==== Input records ====

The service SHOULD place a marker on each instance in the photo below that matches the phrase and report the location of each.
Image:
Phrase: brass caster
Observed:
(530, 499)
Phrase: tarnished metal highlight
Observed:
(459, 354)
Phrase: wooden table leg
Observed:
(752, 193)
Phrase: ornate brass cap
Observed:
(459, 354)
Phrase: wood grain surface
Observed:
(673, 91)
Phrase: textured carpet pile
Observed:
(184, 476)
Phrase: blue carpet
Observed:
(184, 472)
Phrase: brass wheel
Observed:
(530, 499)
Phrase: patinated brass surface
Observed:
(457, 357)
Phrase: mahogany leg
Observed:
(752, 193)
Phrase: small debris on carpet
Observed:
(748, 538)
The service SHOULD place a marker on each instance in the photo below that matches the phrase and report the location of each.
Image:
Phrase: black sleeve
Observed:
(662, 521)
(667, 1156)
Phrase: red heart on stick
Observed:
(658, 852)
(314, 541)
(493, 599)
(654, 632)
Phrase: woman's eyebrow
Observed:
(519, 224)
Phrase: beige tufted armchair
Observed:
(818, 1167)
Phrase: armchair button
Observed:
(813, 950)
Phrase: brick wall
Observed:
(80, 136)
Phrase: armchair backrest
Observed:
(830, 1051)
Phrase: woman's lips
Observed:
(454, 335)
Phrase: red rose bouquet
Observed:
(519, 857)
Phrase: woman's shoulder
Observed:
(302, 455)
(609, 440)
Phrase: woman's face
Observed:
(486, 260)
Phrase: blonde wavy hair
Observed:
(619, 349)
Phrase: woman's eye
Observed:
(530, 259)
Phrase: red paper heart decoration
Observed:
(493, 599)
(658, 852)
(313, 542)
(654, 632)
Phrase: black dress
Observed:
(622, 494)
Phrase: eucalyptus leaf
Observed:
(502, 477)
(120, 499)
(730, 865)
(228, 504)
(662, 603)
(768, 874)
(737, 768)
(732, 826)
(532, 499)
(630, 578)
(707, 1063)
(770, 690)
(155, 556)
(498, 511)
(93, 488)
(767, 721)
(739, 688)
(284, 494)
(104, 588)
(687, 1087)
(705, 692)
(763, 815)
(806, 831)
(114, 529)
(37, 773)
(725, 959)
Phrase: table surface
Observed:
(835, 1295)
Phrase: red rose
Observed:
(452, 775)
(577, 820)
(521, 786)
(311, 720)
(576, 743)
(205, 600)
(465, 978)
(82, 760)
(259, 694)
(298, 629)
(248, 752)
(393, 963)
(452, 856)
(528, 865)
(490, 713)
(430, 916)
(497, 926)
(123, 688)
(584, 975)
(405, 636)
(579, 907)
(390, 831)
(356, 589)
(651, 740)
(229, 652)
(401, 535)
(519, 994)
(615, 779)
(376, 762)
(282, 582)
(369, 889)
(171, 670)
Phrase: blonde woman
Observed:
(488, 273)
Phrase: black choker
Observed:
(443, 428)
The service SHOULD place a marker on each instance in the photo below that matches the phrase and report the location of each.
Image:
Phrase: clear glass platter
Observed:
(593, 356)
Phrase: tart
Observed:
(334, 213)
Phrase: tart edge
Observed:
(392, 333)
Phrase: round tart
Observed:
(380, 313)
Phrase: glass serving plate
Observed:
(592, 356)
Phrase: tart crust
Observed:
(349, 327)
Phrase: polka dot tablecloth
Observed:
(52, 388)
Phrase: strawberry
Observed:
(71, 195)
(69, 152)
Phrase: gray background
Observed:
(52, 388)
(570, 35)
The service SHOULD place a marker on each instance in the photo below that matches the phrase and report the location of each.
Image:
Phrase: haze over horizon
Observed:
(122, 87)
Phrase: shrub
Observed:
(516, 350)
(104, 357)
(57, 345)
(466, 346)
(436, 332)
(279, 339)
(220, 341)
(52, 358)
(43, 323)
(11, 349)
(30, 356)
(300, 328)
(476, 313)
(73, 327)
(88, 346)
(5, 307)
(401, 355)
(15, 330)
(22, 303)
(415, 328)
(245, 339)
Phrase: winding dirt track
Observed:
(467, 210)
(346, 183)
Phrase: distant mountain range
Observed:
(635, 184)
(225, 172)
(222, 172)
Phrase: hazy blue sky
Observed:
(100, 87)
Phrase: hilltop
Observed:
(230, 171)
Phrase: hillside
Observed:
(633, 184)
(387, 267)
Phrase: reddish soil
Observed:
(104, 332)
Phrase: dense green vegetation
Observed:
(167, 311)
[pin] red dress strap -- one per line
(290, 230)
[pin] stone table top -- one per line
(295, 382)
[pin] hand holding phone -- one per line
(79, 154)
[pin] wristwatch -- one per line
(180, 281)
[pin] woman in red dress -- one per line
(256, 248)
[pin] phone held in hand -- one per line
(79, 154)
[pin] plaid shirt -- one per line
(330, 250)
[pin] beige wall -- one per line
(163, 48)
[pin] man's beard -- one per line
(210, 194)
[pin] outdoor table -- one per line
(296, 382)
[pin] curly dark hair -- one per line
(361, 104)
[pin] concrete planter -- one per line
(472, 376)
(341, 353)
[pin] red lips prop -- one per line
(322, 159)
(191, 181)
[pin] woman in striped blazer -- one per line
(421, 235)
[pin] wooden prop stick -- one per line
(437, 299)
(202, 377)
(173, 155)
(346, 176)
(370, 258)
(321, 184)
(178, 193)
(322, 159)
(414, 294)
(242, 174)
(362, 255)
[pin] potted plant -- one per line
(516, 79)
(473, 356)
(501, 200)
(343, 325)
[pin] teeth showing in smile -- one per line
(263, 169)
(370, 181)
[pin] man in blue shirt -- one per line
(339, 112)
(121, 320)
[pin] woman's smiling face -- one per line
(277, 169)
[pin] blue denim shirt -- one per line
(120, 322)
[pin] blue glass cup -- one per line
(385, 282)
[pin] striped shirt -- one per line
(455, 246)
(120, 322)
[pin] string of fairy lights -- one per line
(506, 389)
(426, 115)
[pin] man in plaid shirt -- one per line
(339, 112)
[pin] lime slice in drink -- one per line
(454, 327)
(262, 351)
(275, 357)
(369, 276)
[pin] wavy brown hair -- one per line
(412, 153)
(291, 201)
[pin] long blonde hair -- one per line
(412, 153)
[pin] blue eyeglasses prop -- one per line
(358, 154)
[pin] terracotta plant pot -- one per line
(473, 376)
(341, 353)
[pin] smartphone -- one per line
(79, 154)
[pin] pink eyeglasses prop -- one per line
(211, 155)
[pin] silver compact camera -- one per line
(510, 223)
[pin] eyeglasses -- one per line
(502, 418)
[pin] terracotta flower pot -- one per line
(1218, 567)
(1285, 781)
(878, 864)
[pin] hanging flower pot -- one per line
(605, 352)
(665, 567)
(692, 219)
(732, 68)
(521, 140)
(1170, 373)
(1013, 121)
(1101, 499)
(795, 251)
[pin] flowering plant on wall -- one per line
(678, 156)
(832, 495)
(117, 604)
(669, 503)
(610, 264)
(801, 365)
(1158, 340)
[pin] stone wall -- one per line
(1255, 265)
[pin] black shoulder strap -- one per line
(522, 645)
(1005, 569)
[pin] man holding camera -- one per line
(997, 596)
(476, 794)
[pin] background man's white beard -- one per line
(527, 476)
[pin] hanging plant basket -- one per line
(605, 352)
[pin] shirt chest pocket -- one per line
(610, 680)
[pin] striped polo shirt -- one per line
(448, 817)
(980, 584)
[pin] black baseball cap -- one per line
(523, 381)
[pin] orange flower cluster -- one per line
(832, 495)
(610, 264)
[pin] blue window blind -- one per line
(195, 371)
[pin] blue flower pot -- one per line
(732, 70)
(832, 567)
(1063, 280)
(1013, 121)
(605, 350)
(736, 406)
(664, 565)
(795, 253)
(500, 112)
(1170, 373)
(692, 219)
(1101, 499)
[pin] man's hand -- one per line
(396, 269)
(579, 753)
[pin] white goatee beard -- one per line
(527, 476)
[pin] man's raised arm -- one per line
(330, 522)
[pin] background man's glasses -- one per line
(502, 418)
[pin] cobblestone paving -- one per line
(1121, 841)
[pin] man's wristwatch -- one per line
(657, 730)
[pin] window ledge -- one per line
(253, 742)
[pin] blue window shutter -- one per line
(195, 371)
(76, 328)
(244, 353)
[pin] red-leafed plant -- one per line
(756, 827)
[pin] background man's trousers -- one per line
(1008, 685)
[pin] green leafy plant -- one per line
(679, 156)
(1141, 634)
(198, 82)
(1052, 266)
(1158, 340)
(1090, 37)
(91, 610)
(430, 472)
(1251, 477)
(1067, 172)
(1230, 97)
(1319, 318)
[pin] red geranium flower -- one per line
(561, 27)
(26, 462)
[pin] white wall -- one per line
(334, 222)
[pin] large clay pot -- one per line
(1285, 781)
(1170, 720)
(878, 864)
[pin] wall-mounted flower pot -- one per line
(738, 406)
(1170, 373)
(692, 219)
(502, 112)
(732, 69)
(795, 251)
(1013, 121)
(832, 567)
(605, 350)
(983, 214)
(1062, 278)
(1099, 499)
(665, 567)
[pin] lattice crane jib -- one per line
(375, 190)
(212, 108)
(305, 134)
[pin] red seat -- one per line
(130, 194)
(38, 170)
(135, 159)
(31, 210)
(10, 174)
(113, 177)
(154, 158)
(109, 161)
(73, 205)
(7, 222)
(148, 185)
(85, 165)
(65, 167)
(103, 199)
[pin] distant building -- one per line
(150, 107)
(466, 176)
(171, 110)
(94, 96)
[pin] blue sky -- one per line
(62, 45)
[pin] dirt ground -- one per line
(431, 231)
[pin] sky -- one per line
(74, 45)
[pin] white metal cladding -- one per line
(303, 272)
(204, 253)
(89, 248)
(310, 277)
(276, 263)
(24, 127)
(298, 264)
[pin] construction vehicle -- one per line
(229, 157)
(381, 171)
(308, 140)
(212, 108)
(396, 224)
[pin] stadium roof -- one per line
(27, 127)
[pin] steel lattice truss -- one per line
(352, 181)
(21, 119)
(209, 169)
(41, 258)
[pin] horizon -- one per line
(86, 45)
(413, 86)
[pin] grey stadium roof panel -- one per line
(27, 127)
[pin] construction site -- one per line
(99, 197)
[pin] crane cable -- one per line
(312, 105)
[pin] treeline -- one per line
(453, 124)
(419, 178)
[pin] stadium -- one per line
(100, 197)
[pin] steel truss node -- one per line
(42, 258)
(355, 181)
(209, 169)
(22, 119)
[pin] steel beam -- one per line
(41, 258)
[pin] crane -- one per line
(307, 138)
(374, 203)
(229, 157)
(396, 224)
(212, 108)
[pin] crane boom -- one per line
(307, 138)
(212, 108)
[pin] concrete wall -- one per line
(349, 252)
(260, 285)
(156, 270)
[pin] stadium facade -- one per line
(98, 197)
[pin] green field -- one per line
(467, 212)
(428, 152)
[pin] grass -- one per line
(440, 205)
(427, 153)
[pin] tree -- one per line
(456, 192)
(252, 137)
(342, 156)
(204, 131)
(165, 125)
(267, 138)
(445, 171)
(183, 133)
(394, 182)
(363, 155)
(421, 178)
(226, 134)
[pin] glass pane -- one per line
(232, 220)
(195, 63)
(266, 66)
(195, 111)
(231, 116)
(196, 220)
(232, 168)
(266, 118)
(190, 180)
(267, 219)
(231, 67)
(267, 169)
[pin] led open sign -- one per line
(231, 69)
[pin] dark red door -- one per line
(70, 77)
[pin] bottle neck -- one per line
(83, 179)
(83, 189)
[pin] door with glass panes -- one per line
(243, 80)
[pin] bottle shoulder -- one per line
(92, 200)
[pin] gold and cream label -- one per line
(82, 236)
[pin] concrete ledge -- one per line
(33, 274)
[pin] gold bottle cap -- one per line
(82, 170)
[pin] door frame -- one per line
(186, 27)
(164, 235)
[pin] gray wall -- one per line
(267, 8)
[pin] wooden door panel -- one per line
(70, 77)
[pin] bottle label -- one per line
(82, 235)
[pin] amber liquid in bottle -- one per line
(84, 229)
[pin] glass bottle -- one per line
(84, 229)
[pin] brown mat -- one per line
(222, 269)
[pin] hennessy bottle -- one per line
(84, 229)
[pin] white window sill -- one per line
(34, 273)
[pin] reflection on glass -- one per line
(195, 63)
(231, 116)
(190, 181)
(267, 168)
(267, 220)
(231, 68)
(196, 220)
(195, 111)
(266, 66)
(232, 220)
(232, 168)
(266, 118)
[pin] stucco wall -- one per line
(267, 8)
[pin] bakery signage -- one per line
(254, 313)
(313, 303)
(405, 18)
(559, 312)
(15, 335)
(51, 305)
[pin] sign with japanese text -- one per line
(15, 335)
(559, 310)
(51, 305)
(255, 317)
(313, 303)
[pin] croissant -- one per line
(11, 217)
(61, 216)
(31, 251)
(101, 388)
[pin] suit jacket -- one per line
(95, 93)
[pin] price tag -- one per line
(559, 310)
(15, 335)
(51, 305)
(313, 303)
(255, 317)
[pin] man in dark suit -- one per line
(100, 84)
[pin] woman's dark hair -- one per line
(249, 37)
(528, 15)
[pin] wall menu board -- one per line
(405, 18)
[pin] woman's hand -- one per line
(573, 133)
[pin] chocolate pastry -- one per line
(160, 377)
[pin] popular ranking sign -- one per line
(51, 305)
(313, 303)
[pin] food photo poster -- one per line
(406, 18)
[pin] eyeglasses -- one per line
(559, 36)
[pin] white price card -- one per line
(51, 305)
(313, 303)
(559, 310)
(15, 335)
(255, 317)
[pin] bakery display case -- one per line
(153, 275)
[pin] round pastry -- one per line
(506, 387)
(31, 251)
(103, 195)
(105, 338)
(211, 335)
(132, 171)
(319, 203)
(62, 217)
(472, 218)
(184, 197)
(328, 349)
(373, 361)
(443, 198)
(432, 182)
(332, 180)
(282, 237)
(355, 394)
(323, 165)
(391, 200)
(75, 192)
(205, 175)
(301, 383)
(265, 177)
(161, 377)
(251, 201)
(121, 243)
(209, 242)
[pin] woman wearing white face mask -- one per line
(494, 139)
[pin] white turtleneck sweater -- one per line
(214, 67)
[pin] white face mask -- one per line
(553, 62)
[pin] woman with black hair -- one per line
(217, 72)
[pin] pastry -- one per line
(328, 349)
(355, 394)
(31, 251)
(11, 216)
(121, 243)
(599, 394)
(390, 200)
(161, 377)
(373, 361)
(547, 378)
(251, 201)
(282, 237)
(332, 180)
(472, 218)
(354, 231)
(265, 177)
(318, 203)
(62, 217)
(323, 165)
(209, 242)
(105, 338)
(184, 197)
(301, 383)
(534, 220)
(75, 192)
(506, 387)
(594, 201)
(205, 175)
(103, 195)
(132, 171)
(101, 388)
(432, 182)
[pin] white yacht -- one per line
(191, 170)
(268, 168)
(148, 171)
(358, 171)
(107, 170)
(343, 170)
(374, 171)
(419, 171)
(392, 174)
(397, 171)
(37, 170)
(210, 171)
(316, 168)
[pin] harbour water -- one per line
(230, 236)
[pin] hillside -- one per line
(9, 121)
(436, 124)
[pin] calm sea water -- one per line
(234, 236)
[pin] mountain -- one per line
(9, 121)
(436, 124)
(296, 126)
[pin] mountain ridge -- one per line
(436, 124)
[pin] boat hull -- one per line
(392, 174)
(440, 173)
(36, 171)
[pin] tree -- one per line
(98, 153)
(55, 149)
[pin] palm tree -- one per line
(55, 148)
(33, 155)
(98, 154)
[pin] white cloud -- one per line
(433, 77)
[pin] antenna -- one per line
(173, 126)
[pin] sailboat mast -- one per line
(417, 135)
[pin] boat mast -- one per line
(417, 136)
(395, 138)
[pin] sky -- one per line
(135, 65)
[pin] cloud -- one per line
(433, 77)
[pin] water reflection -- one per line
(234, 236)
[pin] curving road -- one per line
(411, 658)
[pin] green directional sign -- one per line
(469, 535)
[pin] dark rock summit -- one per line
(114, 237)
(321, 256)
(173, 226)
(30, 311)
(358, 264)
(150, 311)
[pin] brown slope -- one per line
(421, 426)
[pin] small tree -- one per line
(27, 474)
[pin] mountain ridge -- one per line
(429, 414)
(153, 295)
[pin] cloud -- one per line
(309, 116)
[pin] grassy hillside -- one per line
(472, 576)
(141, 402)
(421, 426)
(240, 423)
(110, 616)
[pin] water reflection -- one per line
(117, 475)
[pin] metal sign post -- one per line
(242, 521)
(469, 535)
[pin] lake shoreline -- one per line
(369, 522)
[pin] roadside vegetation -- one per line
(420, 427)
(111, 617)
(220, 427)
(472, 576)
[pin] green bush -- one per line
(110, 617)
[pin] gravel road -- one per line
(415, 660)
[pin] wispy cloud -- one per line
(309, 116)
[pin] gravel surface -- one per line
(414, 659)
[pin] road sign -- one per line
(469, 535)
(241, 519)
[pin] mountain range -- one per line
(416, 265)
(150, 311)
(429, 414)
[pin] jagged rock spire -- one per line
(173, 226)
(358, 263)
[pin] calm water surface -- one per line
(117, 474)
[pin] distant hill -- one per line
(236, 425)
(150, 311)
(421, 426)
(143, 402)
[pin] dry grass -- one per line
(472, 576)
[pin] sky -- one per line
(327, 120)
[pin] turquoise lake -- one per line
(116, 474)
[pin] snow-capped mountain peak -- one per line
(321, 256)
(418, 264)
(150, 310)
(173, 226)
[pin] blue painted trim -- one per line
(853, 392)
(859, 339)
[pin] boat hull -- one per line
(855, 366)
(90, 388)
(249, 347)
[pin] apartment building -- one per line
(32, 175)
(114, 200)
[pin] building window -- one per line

====

=== Task requirements ===
Please render the records, from the first line through the line containing "(667, 1156)", as a JSON list of strings with one string per line and blank lines omitted.

=== Task answer ===
[
  "The service SHOULD place a marker on each instance in the photo below that matches the phrase and report the location of each.",
  "Image:",
  "Phrase: brass caster",
  "Observed:",
  "(530, 499)",
  "Phrase: tarnished metal highlight",
  "Observed:",
  "(459, 354)",
  "Phrase: wooden table leg",
  "Observed:",
  "(752, 193)",
  "Phrase: ornate brass cap",
  "Observed:",
  "(459, 354)",
  "Phrase: wood grain surface",
  "Observed:",
  "(673, 91)",
  "Phrase: textured carpet pile",
  "Observed:",
  "(184, 476)",
  "Phrase: blue carpet",
  "Observed:",
  "(184, 472)",
  "Phrase: brass wheel",
  "Observed:",
  "(530, 499)",
  "Phrase: patinated brass surface",
  "Observed:",
  "(457, 357)",
  "Phrase: mahogany leg",
  "Observed:",
  "(752, 193)",
  "Phrase: small debris on carpet",
  "Observed:",
  "(748, 538)",
  "The service SHOULD place a marker on each instance in the photo below that matches the phrase and report the location of each.",
  "Image:",
  "Phrase: black sleeve",
  "Observed:",
  "(662, 521)",
  "(667, 1156)"
]